Start of Block
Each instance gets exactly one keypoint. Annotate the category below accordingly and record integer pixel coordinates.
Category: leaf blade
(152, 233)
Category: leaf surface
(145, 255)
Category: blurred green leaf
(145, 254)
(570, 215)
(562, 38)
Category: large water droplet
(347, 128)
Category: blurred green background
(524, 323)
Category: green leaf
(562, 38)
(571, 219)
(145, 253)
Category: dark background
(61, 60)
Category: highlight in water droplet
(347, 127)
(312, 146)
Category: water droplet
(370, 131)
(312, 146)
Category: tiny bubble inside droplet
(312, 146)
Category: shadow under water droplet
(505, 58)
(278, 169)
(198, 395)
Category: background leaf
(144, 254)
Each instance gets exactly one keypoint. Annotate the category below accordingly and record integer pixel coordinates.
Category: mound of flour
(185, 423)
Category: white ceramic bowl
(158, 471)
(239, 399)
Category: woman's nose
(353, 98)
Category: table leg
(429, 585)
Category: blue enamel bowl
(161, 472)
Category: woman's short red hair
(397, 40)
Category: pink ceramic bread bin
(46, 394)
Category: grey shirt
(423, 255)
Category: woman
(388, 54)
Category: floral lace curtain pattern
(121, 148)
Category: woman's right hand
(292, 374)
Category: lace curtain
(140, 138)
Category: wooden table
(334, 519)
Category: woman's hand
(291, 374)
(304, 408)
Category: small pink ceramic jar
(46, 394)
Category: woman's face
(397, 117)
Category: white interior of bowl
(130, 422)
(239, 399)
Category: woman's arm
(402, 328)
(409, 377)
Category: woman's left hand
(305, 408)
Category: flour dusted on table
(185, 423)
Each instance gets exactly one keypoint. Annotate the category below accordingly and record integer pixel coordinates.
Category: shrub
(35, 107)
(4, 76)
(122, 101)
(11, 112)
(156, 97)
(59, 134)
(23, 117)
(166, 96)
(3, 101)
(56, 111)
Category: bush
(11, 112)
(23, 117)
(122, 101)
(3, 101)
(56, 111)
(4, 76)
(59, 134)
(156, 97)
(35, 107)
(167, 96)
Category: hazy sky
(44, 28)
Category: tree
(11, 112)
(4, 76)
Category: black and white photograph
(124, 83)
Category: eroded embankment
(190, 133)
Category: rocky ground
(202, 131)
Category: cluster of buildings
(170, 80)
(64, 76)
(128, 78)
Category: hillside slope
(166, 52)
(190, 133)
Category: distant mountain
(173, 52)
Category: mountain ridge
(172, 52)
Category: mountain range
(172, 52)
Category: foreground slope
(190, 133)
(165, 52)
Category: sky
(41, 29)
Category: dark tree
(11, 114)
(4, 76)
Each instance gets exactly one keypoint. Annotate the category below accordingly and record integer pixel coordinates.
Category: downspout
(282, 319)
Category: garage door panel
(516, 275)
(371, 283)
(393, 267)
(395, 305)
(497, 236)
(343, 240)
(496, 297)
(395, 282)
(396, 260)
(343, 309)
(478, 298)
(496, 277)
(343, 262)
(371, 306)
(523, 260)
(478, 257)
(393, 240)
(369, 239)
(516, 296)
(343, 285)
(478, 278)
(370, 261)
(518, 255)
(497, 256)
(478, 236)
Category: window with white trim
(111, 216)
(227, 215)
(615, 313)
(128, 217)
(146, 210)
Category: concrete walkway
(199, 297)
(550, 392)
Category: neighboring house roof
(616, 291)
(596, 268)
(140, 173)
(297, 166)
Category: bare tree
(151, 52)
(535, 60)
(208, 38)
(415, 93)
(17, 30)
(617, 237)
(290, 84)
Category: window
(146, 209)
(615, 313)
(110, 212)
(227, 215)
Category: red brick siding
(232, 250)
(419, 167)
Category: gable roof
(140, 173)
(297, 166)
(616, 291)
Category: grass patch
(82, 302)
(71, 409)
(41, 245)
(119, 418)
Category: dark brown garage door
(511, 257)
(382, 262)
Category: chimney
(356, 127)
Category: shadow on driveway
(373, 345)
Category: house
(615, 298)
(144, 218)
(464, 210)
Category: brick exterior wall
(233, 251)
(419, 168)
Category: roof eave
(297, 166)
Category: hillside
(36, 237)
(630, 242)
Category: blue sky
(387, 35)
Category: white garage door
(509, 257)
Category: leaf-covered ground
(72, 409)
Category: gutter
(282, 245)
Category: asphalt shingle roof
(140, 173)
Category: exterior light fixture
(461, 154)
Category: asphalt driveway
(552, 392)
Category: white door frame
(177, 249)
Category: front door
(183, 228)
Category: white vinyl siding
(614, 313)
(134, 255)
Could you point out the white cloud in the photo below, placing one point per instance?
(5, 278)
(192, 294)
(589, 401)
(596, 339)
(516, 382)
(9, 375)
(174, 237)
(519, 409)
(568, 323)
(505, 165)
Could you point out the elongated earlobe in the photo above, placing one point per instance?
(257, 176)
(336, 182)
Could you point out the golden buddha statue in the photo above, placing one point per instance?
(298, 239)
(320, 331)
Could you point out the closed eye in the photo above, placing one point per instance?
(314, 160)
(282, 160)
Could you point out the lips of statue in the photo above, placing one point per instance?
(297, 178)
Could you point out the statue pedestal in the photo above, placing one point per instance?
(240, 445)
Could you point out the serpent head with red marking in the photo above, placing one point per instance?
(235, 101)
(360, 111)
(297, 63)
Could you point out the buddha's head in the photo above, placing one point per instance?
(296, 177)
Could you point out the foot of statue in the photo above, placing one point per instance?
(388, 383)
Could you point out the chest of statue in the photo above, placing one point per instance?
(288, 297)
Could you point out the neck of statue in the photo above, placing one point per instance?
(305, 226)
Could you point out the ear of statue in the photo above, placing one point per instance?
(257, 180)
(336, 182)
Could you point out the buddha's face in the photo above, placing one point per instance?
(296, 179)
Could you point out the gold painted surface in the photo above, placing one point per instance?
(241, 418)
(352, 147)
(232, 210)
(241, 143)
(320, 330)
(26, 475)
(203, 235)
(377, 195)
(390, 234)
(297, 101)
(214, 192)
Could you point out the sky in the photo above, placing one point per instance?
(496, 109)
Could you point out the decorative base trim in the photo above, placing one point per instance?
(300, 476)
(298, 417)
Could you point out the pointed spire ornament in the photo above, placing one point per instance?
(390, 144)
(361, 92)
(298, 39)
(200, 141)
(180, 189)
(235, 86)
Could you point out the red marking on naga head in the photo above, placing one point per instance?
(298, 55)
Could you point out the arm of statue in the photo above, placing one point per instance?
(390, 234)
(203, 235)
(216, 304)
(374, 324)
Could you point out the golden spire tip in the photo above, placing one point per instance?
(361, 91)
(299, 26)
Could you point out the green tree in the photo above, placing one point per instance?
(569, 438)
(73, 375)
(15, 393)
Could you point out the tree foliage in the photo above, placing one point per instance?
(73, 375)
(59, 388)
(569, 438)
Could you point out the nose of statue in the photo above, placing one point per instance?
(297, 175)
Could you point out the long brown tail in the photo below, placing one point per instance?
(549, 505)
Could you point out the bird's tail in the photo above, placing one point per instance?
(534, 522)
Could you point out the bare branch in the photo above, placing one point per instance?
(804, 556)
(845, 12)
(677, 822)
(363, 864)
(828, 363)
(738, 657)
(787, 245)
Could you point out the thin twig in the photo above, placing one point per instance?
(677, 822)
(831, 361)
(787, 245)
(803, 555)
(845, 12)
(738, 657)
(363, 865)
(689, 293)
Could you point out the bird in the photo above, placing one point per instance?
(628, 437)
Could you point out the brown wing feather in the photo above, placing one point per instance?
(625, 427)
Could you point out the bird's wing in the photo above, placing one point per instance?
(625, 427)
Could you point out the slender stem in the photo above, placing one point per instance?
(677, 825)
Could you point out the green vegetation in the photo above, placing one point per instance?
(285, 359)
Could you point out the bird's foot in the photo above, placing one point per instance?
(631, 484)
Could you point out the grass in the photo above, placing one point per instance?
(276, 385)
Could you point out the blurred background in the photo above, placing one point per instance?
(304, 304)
End of Block
> _TASK INSTRUCTIONS_
Every entry, from top to bottom, should be repeated word for word.

> _OUTPUT FOR THIS TASK_
Each instance gets exactly one keypoint. Annotate the category below accordingly and record integer pixel coordinates.
Category: leaf blade
(152, 233)
Category: leaf surface
(145, 255)
Category: blurred green leaf
(145, 254)
(570, 215)
(562, 38)
Category: large water droplet
(347, 128)
Category: blurred green background
(524, 323)
Category: green leaf
(562, 38)
(571, 219)
(145, 253)
Category: dark background
(61, 60)
Category: highlight in water droplet
(347, 127)
(312, 146)
Category: water droplet
(370, 131)
(312, 146)
Category: tiny bubble inside droplet
(312, 146)
Category: shadow under water droplet
(505, 58)
(278, 169)
(198, 395)
Category: background leaf
(144, 254)
Each instance gets exactly one keypoint. Annotate the category below accordingly and record integer pixel coordinates.
Category: mound of flour
(185, 423)
Category: white ceramic bowl
(158, 471)
(239, 399)
Category: woman's nose
(353, 98)
Category: table leg
(429, 585)
Category: blue enamel bowl
(161, 472)
Category: woman's short red hair
(397, 40)
Category: pink ceramic bread bin
(46, 394)
Category: grey shirt
(423, 255)
Category: woman
(388, 54)
Category: floral lace curtain pattern
(121, 148)
Category: woman's right hand
(292, 374)
Category: lace curtain
(140, 138)
Category: wooden table
(334, 519)
Category: woman's hand
(291, 374)
(304, 408)
Category: small pink ceramic jar
(46, 394)
Category: woman's face
(397, 117)
Category: white interior of bowl
(130, 422)
(239, 399)
Category: woman's arm
(402, 328)
(409, 377)
Category: woman's left hand
(305, 408)
Category: flour dusted on table
(185, 423)
Each instance gets exactly one keypoint. Annotate the category below accordingly and record integer pixel coordinates.
Category: shrub
(35, 107)
(4, 76)
(122, 101)
(11, 112)
(156, 97)
(59, 134)
(23, 117)
(166, 96)
(3, 101)
(56, 111)
Category: bush
(11, 112)
(23, 117)
(122, 101)
(3, 101)
(56, 111)
(4, 76)
(59, 134)
(156, 97)
(35, 107)
(167, 96)
Category: hazy sky
(44, 28)
Category: tree
(11, 112)
(4, 76)
Category: black and white photograph
(124, 83)
Category: eroded embankment
(190, 133)
Category: rocky ground
(202, 131)
Category: cluster of buildings
(170, 80)
(64, 76)
(128, 78)
Category: hillside slope
(166, 52)
(190, 133)
Category: distant mountain
(173, 52)
Category: mountain ridge
(172, 52)
Category: mountain range
(172, 52)
Category: foreground slope
(190, 133)
(165, 52)
Category: sky
(41, 29)
Category: dark tree
(11, 114)
(4, 76)
Each instance gets exactly one keypoint. Annotate the category below accordingly and record integer pixel coordinates.
Category: downspout
(282, 319)
Category: garage door panel
(516, 275)
(371, 283)
(393, 267)
(395, 305)
(497, 236)
(343, 240)
(496, 297)
(395, 282)
(396, 260)
(343, 309)
(478, 298)
(496, 277)
(343, 262)
(371, 306)
(523, 260)
(478, 257)
(393, 240)
(369, 239)
(516, 296)
(343, 285)
(478, 278)
(370, 261)
(518, 255)
(497, 256)
(478, 236)
Category: window with white trim
(111, 216)
(227, 215)
(615, 313)
(128, 217)
(146, 210)
Category: concrete walkway
(199, 297)
(550, 392)
Category: neighboring house roof
(616, 291)
(596, 268)
(140, 173)
(297, 166)
Category: bare tree
(151, 52)
(535, 60)
(208, 38)
(415, 93)
(17, 30)
(617, 237)
(290, 84)
Category: window
(146, 209)
(615, 313)
(110, 212)
(227, 215)
Category: red brick siding
(232, 250)
(419, 167)
Category: gable roof
(140, 173)
(297, 166)
(616, 291)
Category: grass patch
(82, 302)
(71, 409)
(41, 245)
(119, 418)
Category: dark brown garage door
(511, 257)
(382, 262)
Category: chimney
(356, 127)
Category: shadow on driveway
(373, 345)
Category: house
(615, 298)
(144, 218)
(464, 210)
Category: brick exterior wall
(233, 251)
(419, 168)
Category: roof eave
(297, 166)
Category: hillside
(36, 237)
(630, 242)
Category: blue sky
(387, 35)
Category: white garage door
(509, 257)
Category: leaf-covered ground
(72, 409)
Category: gutter
(282, 245)
Category: asphalt shingle roof
(140, 173)
Category: exterior light fixture
(461, 154)
Category: asphalt driveway
(552, 392)
Category: white door frame
(177, 249)
Category: front door
(183, 228)
Category: white vinyl siding
(614, 313)
(134, 255)
Could you point out the white cloud in the photo below, placing one point per instance?
(5, 278)
(192, 294)
(589, 401)
(596, 339)
(516, 382)
(9, 375)
(174, 237)
(519, 409)
(568, 323)
(505, 165)
Could you point out the elongated earlobe in the photo above, placing one point per instance?
(257, 176)
(336, 182)
Could you point out the golden buddha statue in the photo above, placing one point per instance?
(298, 239)
(320, 331)
Could you point out the closed eye in the photo above, placing one point per instance?
(314, 160)
(282, 160)
Could you point out the lips of statue in the photo above, placing one point per instance?
(297, 178)
Could you point out the statue pedestal in the photo above, placing one point per instance?
(240, 445)
Could you point out the serpent head with red marking in the photo above, placing one point per instance?
(235, 101)
(360, 111)
(297, 63)
Could you point out the buddha's head in the photo above, placing one point per instance?
(296, 177)
Could you point out the foot of statue in the photo above, placing one point per instance?
(388, 383)
Could you point out the chest of statue in the photo above, placing one point per instance?
(288, 297)
Could you point out the neck of statue in the photo above, placing one point per instance?
(305, 226)
Could you point out the ear of statue in the photo above, placing one point per instance?
(257, 180)
(336, 182)
Could you point out the buddha's face in the photo above, placing one point per instance?
(296, 179)
Could you point out the gold painted surface in the photo above, placing one point per instance?
(241, 418)
(352, 147)
(232, 210)
(241, 143)
(320, 330)
(26, 475)
(203, 235)
(377, 195)
(390, 234)
(297, 101)
(214, 192)
Could you point out the sky in the photo above, placing one point per instance?
(496, 109)
Could you point out the decorative base trim in the photo above, placing one point per instance?
(300, 476)
(298, 417)
Could you point out the pointed spire ornament in the photo above, placing one point per instance?
(390, 144)
(361, 92)
(298, 39)
(200, 141)
(180, 189)
(235, 86)
Could you point out the red marking on naga head in the photo above, placing one point per instance?
(298, 55)
Could you point out the arm of statue in the photo above, placing one point per instance?
(390, 234)
(203, 235)
(216, 304)
(374, 324)
Could you point out the golden spire tip in the photo above, placing one point per instance?
(361, 91)
(299, 26)
Could you point out the green tree in the photo above, placing one point per instance?
(569, 438)
(73, 375)
(15, 393)
Could you point out the tree foliage in the photo above, placing one point per instance?
(73, 375)
(59, 388)
(569, 438)
Could you point out the nose of statue in the photo above, placing one point per instance?
(297, 175)
Could you point out the long brown tail in the photo below, placing one point per instance?
(549, 505)
Could you point out the bird's tail in the photo above, placing one point per instance?
(534, 522)
Could you point out the bare branch in the photo above, placing one point per instance?
(804, 556)
(845, 12)
(677, 822)
(363, 864)
(828, 363)
(738, 657)
(787, 245)
Could you point out the thin twig in the photo above, placing one point per instance?
(677, 822)
(831, 361)
(787, 245)
(803, 555)
(845, 12)
(738, 657)
(363, 865)
(689, 293)
Could you point out the bird in the photo above, placing one point per instance?
(628, 437)
Could you point out the brown wing feather in the photo above, placing one point per instance?
(625, 427)
Could you point out the bird's wing in the photo above, placing one point per instance?
(625, 427)
Could you point out the slender stem in the photo above, placing one point per instance?
(677, 825)
Could you point out the green vegetation in the photo above, placing one point per instance?
(285, 359)
Could you point out the bird's foot in the photo above, placing one point per instance?
(631, 484)
Could you point out the grass in the photo above, placing one point per instance?
(276, 385)
Could you point out the blurred background in the photo above, placing one point per instance?
(304, 304)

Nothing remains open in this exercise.